- **Part of a data file**
========

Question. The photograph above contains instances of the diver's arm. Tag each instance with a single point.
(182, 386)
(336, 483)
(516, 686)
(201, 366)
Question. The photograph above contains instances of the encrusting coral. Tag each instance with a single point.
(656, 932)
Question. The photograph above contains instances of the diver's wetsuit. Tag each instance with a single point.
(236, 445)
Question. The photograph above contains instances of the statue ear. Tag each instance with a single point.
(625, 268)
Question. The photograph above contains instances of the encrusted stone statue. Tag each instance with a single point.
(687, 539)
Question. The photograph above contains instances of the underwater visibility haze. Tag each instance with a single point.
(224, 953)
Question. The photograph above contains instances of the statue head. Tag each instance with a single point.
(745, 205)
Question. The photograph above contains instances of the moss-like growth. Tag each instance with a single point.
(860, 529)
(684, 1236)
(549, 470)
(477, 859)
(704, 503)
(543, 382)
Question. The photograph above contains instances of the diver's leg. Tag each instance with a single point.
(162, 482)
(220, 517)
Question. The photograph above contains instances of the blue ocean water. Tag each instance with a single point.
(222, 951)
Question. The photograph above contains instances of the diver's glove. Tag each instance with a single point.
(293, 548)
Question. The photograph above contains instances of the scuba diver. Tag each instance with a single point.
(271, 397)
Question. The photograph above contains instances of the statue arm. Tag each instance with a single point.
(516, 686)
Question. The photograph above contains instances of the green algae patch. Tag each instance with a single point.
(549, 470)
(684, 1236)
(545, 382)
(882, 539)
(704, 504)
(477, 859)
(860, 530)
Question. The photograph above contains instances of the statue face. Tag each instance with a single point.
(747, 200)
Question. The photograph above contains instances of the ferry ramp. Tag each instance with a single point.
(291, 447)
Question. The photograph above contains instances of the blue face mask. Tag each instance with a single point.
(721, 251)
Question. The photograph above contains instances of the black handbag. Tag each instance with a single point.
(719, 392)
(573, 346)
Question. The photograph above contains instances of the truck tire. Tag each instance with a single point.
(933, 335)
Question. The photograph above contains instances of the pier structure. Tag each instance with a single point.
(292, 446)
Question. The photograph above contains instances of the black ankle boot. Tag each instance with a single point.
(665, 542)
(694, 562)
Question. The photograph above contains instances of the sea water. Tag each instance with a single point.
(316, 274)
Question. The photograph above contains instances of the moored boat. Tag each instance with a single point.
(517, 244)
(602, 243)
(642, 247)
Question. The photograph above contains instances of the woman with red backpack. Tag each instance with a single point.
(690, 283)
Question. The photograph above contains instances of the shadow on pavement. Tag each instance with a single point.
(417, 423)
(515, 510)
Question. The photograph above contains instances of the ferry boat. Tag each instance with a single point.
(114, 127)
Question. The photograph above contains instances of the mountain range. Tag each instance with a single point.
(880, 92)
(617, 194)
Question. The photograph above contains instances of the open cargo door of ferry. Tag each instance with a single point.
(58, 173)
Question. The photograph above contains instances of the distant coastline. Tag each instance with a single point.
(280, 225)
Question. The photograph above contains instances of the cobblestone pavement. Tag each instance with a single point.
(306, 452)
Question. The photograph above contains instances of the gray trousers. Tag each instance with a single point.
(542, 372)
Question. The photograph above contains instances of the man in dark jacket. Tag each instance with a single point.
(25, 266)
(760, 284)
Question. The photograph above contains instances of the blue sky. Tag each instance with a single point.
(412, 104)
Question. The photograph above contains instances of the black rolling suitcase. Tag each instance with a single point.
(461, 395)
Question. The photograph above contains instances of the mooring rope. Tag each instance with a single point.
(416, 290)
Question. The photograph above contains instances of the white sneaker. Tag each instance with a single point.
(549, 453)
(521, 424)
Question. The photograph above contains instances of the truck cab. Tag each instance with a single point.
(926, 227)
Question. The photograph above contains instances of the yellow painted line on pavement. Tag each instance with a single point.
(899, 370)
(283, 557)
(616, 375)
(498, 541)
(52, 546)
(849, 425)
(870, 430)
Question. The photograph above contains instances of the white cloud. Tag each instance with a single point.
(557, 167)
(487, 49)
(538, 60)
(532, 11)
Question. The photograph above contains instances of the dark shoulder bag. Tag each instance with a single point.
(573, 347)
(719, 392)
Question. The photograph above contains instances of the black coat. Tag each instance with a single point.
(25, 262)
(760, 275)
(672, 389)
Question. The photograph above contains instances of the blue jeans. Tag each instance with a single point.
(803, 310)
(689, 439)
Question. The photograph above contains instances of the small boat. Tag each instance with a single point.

========

- **Work to complete**
Please restate the records in full, word for word.

- **Solution for this task**
Question. The photograph above contains instances of the diver's arm. Tag each instance with a single point.
(182, 386)
(336, 483)
(516, 686)
(201, 366)
Question. The photograph above contains instances of the encrusting coral. Tag each instance with a single point.
(656, 932)
Question. The photograph above contains instances of the diver's wetsuit. Tag each instance with a single point.
(236, 445)
Question. The photograph above contains instances of the statue ear. Tag each instance with a single point.
(625, 268)
Question. The photograph above contains instances of the encrusted stone statue. Tag each instance with a single point.
(687, 539)
Question. The photograph above contains instances of the underwater visibility haze. Tag each instance with a single point.
(224, 953)
Question. The photograph above contains instances of the statue head. Tag each instance with a single point.
(745, 205)
Question. The photograph above contains instances of the moss-like growth. Tag each instance with a single point.
(860, 529)
(684, 1236)
(549, 470)
(477, 859)
(704, 503)
(543, 382)
Question. The photograph above contains instances of the diver's leg. Tag each instance with a single point.
(162, 482)
(220, 517)
Question. The photograph above contains instances of the blue ocean water. Tag each instance with a single point.
(222, 951)
Question. The photograph above contains instances of the diver's glove. Tag each instance with a single point.
(293, 548)
Question. The photograph above contains instances of the scuba diver. Tag each instance with a single point.
(271, 397)
Question. The photograph above contains instances of the statue arm. Tag each instance with a single point.
(516, 686)
Question. The photograph above contains instances of the green algae patch. Tag each instance with a single point.
(549, 470)
(684, 1236)
(545, 382)
(882, 539)
(704, 504)
(477, 859)
(860, 530)
Question. The photograph above contains instances of the statue face. Tag each instance with a single point.
(747, 200)
Question. The photograph above contains instances of the ferry ramp. Tag each instance with a single point.
(291, 447)
Question. The photograph above contains instances of the blue face mask. Tag each instance with a single point.
(721, 251)
Question. The photograph above contains instances of the black handbag. Tag each instance with a single point.
(719, 392)
(573, 346)
Question. The photograph above contains instances of the truck tire. Tag each instance with a single point.
(933, 335)
Question. The photograph above contains instances of the pier structure. Tag each instance with a single point.
(292, 446)
Question. The photograph above contains instances of the black ankle boot. Tag each instance with a single point.
(665, 542)
(694, 562)
Question. The photograph above contains instances of the sea water. Tag each instance with a single point.
(316, 274)
Question. The photograph above contains instances of the moored boat. Tag each instance with a single point.
(517, 244)
(602, 243)
(642, 247)
Question. The photograph above contains instances of the woman with red backpack. Tag each instance with a single point.
(690, 283)
Question. The photograph above contains instances of the shadow on pavement. Tag each instance with a single point.
(417, 423)
(515, 510)
Question. The photograph above contains instances of the ferry boat. Tag each instance with a single point.
(114, 127)
Question. The photograph above contains instances of the mountain range. Tag each instance with a single point.
(880, 92)
(617, 194)
Question. The photograph above contains instances of the open cargo door of ferry. Tag each instance with a single point.
(58, 173)
Question. The photograph above contains instances of the distant coastline. Tag each instance with a single point.
(280, 225)
Question. The photograph above contains instances of the cobblestone pavement. Tag each instance with a single point.
(306, 452)
Question. The photograph above contains instances of the gray trousers. Tag each instance with a single point.
(542, 372)
Question. The photograph above contains instances of the man in dark jacket. Tag each instance with a single point.
(25, 266)
(760, 284)
Question. The photograph above contains instances of the blue sky. Tag each instance with a single point.
(412, 104)
Question. The photograph above contains instances of the black rolling suitcase. Tag each instance with a single point.
(461, 395)
Question. The photograph above contains instances of the mooring rope. Tag each instance with a single point.
(416, 290)
Question. The photograph above contains instances of the white sneaker. Tag each instance with a single point.
(549, 453)
(521, 424)
Question. The photograph above contains instances of the truck cab. Tag each instance with a single point.
(926, 227)
Question. The photograph above contains instances of the yellow painted line on pavement. Tag each instance with a single point.
(899, 370)
(283, 557)
(616, 375)
(498, 541)
(52, 546)
(849, 425)
(870, 430)
Question. The photograph above contains instances of the white cloud. Tag each instance with a single point.
(557, 167)
(487, 49)
(538, 60)
(532, 11)
Question. The photograph above contains instances of the dark shoulder bag. Tag each instance with a single point.
(573, 347)
(719, 392)
Question. The photograph above contains instances of the black coat. Tag each instance with a single point.
(25, 262)
(760, 275)
(672, 389)
Question. The photograph above contains instances of the blue jeans. Tag each instance with a single point.
(803, 310)
(689, 439)
Question. The photograph above contains instances of the small boat. Tag each instance with a single point.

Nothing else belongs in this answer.